INSTRUÇÃO 1:
Liste todos os atores e atrizes citados na crítica sobre a cinebiografia de Aretha Franklin.
INSTRUÇÃO 2:
Responda com base na crítica sobre a cinebiografia de Aretha Franklin:
(a) Quem dirige o filme?
(b) Que personagem Marc Maron interpreta?
(c) Quais trabalhos anteriores de Jennifer Hudson são mencionados?
INSTRUÇÃO 3:
Continue a crítica sobre a cinebiografia de Aretha Franklin a partir do ponto em que ela termina.

TRECHO SELECIONADO:
***
A biografia efetua muitas escolhas admiráveis. Em primeiro lugar, foca-se por completo na música, motivo que levou a protagonista ao reconhecimento. Diversas biopics são seduzidas pela ideia de espetacularizar as dores, os traumas com maridos abusivos e empresários violentos — o que implica em romantizar o sofrimento, convertido em motor criativo. Estes fatores estão presentes neste caso, porém em segundo plano: as brigas com o marido Ted White (Marlon Wayans) e com o pai C.L. Franklin (Forest Whitaker) condicionam o tom das apresentações da artista nos palcos (mais tristes ou vigorosas). Felizmente, Jennifer Hudson nunca utiliza próteses para se parecer com a cantora original, e interpreta a integralidade das canções em sua própria voz. O imperativo de “copiar” o biografado desaparece, pois a diretora Liesl Tommy compreende que a importância de Aretha Franklin transcende os traços específicos de seu rosto e o timbre exato de sua voz. Livre para compor sua versão pessoal da heroína, Hudson adota um viés assumidamente subjetivo. A entrega nas performances de música gospel soa realista pelo fato de terem sido gravadas, de fato, pela atriz em estúdio. Assim, a busca pelo naturalismo distingue o filme de demais projetos idealizados. As partes obscuras no passado da estrela estão presentes, porém de forma discreta, sem dominar a narrativa — a diretora prefere se focar no que ela ofereceu enquanto criadora.
Certas escolhas de elenco são interessantes, rompendo com a previsibilidade das biografias musicais. Marlon Wayans constitui um nome inesperado para o marido agressor, porém o ator o encarna com seriedade e discrição. Outro humorista, Marc Maron, explora o excelente ritmo cômico para criar uma dinâmica interessante no papel de Jerry Wexler. Os momentos com o empresário permitem uma leveza oposta à solenidade do conjunto. Forest Whitaker demonstra o talento impressionante para os tipos tirânicos, porém dotados de boas intenções; enquanto Tituss Burgess (mais um nome da comédia) atenua os trejeitos para compor uma figura angelical, espécie de amigo imaginário da cantora (vide a cena das mãos enlaçadas por trás das costas). Por sua vez, Jennifer Hudson compõe uma versão cândida e tímida da personagem real. A voz sussurrada, o olhar doce e o temperamento gentil diante das explosões de raiva alheias transformam a biografada uma figura etérea, ausente, cujo vigor se descobre apenas nos palcos, com o microfone nas mãos. A fragilidade excessiva pode incomodar nos dois primeiros terços, dedicados à ascensão da comportada filha do pastor. Em contrapartida, chegados os momentos de catarse, quando a maquiagem e o penteado exageram as dores de Aretha ao limite da caricatura, o comedimento na atuação fornece um bem-vindo equilíbrio. Esse registro constitui o oposto do que a atriz havia feito em Dreamgirls: Em Busca de um Sonho (2006) e Cats (2019), comprovando sua versatilidade.
***
MATERIAL EXTRAÍDO:
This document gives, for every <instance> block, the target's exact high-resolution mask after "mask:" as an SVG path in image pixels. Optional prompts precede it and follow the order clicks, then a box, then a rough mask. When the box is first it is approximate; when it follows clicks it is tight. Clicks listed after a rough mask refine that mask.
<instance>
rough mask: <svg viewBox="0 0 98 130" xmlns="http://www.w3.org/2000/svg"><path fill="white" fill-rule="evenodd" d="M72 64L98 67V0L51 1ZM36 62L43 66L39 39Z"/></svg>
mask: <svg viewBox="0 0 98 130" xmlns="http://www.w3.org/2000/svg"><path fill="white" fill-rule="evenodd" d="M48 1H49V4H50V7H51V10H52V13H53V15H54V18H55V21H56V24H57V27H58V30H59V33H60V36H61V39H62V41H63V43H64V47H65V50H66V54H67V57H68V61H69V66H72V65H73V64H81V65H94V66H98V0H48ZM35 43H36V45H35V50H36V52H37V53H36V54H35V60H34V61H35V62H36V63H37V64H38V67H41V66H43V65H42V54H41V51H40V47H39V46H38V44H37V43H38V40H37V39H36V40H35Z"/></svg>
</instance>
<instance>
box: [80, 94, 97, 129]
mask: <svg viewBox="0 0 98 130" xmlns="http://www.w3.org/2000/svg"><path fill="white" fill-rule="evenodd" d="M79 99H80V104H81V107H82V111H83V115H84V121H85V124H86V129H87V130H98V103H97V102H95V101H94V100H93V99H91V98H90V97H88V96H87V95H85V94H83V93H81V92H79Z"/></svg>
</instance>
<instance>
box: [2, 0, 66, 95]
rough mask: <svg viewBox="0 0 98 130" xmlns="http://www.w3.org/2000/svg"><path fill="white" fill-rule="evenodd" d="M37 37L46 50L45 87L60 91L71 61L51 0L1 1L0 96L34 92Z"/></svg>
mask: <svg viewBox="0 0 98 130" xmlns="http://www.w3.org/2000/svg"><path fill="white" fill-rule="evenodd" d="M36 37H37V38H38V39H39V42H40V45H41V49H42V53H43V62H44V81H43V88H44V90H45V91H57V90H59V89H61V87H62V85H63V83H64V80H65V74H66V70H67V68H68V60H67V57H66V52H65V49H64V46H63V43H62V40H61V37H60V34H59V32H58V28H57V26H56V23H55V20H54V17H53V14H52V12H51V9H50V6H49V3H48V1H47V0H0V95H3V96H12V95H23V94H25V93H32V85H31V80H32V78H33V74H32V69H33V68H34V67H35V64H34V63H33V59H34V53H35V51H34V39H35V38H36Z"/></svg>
***
RESULTADO DA TAREFA 1:
Marlon Wayans
Forest Whitaker
Jennifer Hudson
Marc Maron
Tituss Burgess

RESULTADO DA TAREFA 2:
(a) Liesl Tommy.
(b) Jerry Wexler.
(c) Dreamgirls: Em Busca de um Sonho (2006) e Cats (2019).

RESULTADO DA TAREFA 3:
Por outro lado, certos fatores afetam negativamente a experiência. O roteiro trabalha com uma divisão rígida em três atos: juventude e amadurecimento; consagração; recaída e redenção. Ora, ao invés de elaborar um processo permitindo transitar entre estes momentos organicamente, os blocos se atropelam de maneira abrupta. Num instante, a carreira decola com inúmeros contratos e concertos de sucesso. Corte simples da montagem, e a protagonista se encontra deitada no sofá, com os colaboradores reclamando que precisarão “cancelar mais um show”. Ora, o que aconteceu? Aretha sobe nos palcos embriagada, sem que o espectador compreenda de que maneira se passa da sobriedade ao alcoolismo em um segundo. Chegando em casa após uma viagem, a jovem cantora percebe a indiferença dos filhos: “Cada vez que eu volto, eles me querem menos”. Mas essa rejeição nunca tinha acontecido antes. Pela decisão de retratar a passagem da infância à fase adulta, num intervalo de várias décadas, a cineasta permite que episódios fundamentais sejam mal contextualizados, apesar da duração generosa de 150 minutos. O foco se encontra menos na psicologia do que nas passagens obrigatórias: as músicas centrais, as trocas de empresários e maridos. Nos habituais letreiros de conclusão, enunciam-se todos os troféus e recordes estabelecidos por Aretha Franklin, numa espécie de super currículo. Falta sutileza para a construção de causas e consequências.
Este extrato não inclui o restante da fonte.